[WRITTEN TASK 1]
Pull out every line of the records below that contains the word "rocky".

Start of PAGE TEXT

One problem may be fat in the area. Adipose tissue covering the pecs blurs or negates any detail. You need to be fairly lean to see the chest-muscle division, or cleavage, from top to bottom.


Q: I’m trying to get a crisp division between my pecs. I want to be able to see my inner-chest muscles from the lower part up to the collarbone. I do lots of cable crossovers, and I really squeeze at the bottom of each rep, but I’m only seeing my lower chest.  Any suggestions?

A: One problem may be fat in the area. Adipose tissue covering the pecs blurs or negates any detail. You need to be fairly lean to see the chest-muscle division, or cleavage, from top to bottom.

If you’re fairly lean and simply lack development, cable crossovers aren’t the best exercise. A move that stretches your pecs against resistance, like dumbbell flyes or cable flyes, will provide more stress down the center—but on either you need to focus on the stretch, not the contraction. Don’t try to exaggerate the stretch, however, or you could injure your shoulder joints. 

End-of-set X-Rep partials in the part of the stroke where you feel a distinct pull on the pecs can help too—on those two exercises and even on bench presses. Respected muscle-science researcher Jacob Wilson verifies that: “Partial-range reps in the lower range of a muscle can actually add sarcomeres to a muscle fiber, which would fill out the area of a muscle where it is inserted.”

End of PAGE TEXT
Start of THE RECORDS

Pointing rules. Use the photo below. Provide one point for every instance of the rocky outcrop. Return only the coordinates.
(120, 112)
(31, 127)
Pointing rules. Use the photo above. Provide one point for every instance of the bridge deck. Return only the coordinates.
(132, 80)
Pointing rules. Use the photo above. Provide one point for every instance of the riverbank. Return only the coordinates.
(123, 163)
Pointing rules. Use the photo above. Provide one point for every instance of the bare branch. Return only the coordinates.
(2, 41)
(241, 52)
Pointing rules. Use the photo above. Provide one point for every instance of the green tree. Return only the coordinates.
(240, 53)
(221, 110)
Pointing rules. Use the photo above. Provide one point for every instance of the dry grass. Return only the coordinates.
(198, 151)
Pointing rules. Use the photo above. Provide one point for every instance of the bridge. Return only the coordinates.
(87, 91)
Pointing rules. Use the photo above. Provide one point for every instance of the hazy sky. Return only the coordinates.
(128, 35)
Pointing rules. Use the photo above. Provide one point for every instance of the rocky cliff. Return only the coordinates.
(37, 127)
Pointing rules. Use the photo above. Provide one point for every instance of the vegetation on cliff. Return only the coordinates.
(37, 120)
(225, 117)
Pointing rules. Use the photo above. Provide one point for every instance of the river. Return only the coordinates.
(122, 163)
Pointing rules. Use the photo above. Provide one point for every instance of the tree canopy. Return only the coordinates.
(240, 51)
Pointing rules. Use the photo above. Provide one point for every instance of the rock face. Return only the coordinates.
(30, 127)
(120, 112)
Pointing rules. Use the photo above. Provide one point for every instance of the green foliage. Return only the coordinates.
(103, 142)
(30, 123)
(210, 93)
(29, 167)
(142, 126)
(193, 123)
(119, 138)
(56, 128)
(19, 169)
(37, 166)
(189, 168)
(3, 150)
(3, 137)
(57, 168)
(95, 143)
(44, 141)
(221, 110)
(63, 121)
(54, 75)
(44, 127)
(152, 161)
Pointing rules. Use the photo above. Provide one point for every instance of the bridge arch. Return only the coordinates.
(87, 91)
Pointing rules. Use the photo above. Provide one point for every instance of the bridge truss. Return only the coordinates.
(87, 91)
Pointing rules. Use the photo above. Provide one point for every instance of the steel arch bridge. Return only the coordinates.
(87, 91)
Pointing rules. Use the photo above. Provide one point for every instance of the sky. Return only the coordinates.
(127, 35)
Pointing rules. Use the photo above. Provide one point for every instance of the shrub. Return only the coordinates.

End of THE RECORDS

[WRITTEN TASK 2]
Answer these questions from the chest-training text above:
(a) Which exercise does the questioner say they do lots of?
(b) What injury could come from exaggerating the stretch?
(c) Who is quoted in support of partial-range reps?

[EXERCISE ANSWER 1]
Pointing rules. Use the photo below. Provide one point for every instance of the rocky outcrop. Return only the coordinates.
Pointing rules. Use the photo above. Provide one point for every instance of the rocky cliff. Return only the coordinates.

[EXERCISE ANSWER 2]
(a) Cable crossovers.
(b) An injury to the shoulder joints.
(c) Jacob Wilson, a muscle-science researcher.